Soal Latihan:
• a. Salin kata demi kata bagian dari teks tentang pajak daerah, mulai dari "Beberapa istilah dalam" dan terus sampai "dan pembangunan daerah.".
• b. Jawablah pertanyaan berikut berdasarkan teks tentang pajak daerah, dengan tanda (i), (ii), dan (iii) yang sama pada jawaban.
(i) Menurut Tony Marsyahrul, hasil pajak daerah dipergunakan untuk membiayai apa?
(ii) Tahun berapa yang tercantum pada kutipan dari Mardiasmo?
(iii) Dalam daftar istilah, Daerah Otonomi selanjutnya disebut dengan nama apa?
• c. Tulis lanjutan teks tentang pajak daerah, dimulai setelah kalimat terakhir yang ditampilkan.

Wednesday, May 29, 2013

Pajak Daerah

10.1 Pengertian Pajak Daerah
Menurut Tony Marsyahrul (2004:5):
“Pajak daerah adalah pajak yang di kelolah oleh pemerintah daerah (baik pemerintah daerah TK.I maupun pemerintah daerah TK.II) dan hasil di pergunakan untuk membiayai pengeluaran rutin dan pembangunan daerah (APBD)”.
Menurut Mardiasmo, (2002:5):
“Pajak adalah iuran wajib yang dilakukan oleh orang pribadi atau badan kepada daerah tanpa imbalan langsung yang seimbang yang dapat di paksakan berdasarkan peraturan perundang-undangan yang berlaku di gunakan untuk membiayai penyelenggarakan pemerintah daerah dan pembangunan daerah”.

Beberapa istilah dalam Pajak Daerah yaitu:
  1. Daerah Otonomi, selanjutnya disebut daerah, adalah kesatuan masyarakat hukum yang mempunyai batas daerah tertentu berwenang mengatur dan mengurus kepentingan masyarakat setempat menurut prakarsa sendiri berdasarkan aspirasi masyarakat dalam ikatan negara kesatuan republik indonesia Pajak daerah yang selanjutnya disebut pajak, adalah iuran wajib yang dilakukan oleh orang pribadi atau badan kepala daerah tanpa imbalan langsung yang seimbang, yang dapat dipaksakan berdasarkan peraturan UU yang berlaku, yang digunakan untuk membiayai penyelenggaraan pemerintah daerah dan pembangunan daerah.

Materi:
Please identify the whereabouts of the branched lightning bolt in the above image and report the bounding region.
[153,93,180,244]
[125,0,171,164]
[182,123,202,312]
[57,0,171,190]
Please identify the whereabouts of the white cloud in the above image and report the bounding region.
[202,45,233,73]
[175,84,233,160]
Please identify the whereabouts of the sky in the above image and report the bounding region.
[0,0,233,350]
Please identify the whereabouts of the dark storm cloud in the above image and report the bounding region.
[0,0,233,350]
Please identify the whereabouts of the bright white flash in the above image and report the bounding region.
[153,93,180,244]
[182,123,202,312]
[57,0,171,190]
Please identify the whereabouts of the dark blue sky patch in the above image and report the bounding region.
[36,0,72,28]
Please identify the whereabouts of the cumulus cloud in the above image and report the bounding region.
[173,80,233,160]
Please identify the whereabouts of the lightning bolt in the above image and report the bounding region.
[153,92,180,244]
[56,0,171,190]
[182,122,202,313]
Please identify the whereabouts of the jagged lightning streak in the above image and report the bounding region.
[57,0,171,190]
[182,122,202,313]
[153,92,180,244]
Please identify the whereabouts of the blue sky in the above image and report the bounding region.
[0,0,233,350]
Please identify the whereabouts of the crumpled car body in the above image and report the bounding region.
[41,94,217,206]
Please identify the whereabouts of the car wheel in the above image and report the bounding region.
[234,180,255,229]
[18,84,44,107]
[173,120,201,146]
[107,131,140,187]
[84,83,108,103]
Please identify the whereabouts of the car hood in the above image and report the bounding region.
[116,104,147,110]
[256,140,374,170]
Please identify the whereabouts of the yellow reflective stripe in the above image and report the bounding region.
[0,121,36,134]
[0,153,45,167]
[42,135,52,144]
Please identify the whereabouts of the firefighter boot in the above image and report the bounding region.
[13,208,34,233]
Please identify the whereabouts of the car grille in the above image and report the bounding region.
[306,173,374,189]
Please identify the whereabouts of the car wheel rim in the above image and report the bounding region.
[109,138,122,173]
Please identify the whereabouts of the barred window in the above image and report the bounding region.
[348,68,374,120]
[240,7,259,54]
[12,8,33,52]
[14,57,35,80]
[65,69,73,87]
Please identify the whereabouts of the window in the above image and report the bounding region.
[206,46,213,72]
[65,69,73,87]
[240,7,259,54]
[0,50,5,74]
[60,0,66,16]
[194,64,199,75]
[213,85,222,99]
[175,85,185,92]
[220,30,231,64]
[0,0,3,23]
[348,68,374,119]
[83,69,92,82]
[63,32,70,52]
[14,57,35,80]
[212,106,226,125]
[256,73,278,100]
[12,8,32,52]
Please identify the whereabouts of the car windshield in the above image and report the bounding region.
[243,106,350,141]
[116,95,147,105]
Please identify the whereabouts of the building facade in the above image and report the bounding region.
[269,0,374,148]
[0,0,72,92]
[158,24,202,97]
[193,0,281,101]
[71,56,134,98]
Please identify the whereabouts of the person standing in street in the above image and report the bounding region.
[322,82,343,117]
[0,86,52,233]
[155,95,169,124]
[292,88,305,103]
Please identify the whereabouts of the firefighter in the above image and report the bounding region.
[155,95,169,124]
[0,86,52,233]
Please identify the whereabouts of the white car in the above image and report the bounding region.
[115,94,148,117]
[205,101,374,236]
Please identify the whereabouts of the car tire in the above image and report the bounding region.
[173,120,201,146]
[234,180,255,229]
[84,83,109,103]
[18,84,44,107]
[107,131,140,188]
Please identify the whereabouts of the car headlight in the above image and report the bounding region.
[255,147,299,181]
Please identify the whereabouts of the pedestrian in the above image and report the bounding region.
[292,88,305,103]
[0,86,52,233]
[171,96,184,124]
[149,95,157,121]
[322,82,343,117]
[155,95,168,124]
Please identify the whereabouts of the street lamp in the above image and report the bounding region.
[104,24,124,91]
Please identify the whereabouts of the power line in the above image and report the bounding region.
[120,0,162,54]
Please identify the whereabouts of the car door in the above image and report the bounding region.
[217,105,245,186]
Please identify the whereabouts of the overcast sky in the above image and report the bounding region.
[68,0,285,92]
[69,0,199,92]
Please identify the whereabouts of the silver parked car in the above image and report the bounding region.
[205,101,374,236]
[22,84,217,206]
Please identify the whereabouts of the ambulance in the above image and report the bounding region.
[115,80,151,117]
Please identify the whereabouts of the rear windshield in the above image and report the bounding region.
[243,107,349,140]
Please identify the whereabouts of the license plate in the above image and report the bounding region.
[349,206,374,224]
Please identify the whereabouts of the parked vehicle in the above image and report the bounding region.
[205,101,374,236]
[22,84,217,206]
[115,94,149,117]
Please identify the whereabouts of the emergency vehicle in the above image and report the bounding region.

Jawaban Tertulis:
• a.
Beberapa istilah dalam Pajak Daerah yaitu:
  1. Daerah Otonomi, selanjutnya disebut daerah, adalah kesatuan masyarakat hukum yang mempunyai batas daerah tertentu berwenang mengatur dan mengurus kepentingan masyarakat setempat menurut prakarsa sendiri berdasarkan aspirasi masyarakat dalam ikatan negara kesatuan republik indonesia Pajak daerah yang selanjutnya disebut pajak, adalah iuran wajib yang dilakukan oleh orang pribadi atau badan kepala daerah tanpa imbalan langsung yang seimbang, yang dapat dipaksakan berdasarkan peraturan UU yang berlaku, yang digunakan untuk membiayai penyelenggaraan pemerintah daerah dan pembangunan daerah.

• b.
(i) Pengeluaran rutin dan pembangunan daerah (APBD).
(ii) 2002.
(iii) Daerah.

• c.
  2. Badan, adalah sekumpulan orang dan/atau modal yang merupakan kesatuan baik yang melakukan usaha maupun yang tidak melakukan usaha yang meliputi: persero terbatas, persero komanditer, persero lainnya, BUMN dll.
  3. Subjek pajak, adalah orang pribadi atau badan yang dapat dikenakan pajak daerah.
  4. Wajib pajak, adalah orang pribadi atau badan yang menurut ketentuan peraturan perundang-undangan perpajakan daerah diwajibkan untuk melakukan pembayaran pajak yang terutang, termasuk pemungutan atau pemotongan pajak tertentu


Dasar Hukum
Dasar hukum pemungutan Pajak Daerah adalah
  1. UU No 18 Tahun 1997 tentang pajak daerah dan retribusi daerah sebagaimana telah diubah dengan Undang-undang No 28 Tahun 2009;
  2. PP No. 65 Tahun 2001 tentang Pajak Daerah
10.2  Jenis dan Obyek Pajak Daerah
Pajak Daerah Tingkat I
       Pajak Daerah tingkat 1 (provinsi) adalah pajak yang di punggut oleh pemerintah daerah tingkat I yang terdiri dari  pajak kendaraan bermotor, pajak bea balik nama kendaraan bermotor,pajak bahan bakar kendaraan bermotor, pajak air permukaan dan pajak Rokok, hasil penerimaan pajak kendaraan bermotor paling sedikit 10%, termasuk yang dibagi hasilkan kepada Kabupaten/ Kota, dialokasikan untuk pembangunan dan /atau pemeliharaan jalan serta peningkatan modal dan sarana transportasi umum.
       Pajak Daerah Tingkat II
       Jenis pajak daerah tingkat II (kabupaten/kota) ditetapkan sebanyak 6 (enam) jenis pajak. Walaupun demikian daerah tingkat II dapat tidak memungut salah satu atau beberapa jenis pajak yang ditetapkan bagi daerah tingkat II tersebut, apabila potensi pajak daerah tersebut dipandang kurang memadai.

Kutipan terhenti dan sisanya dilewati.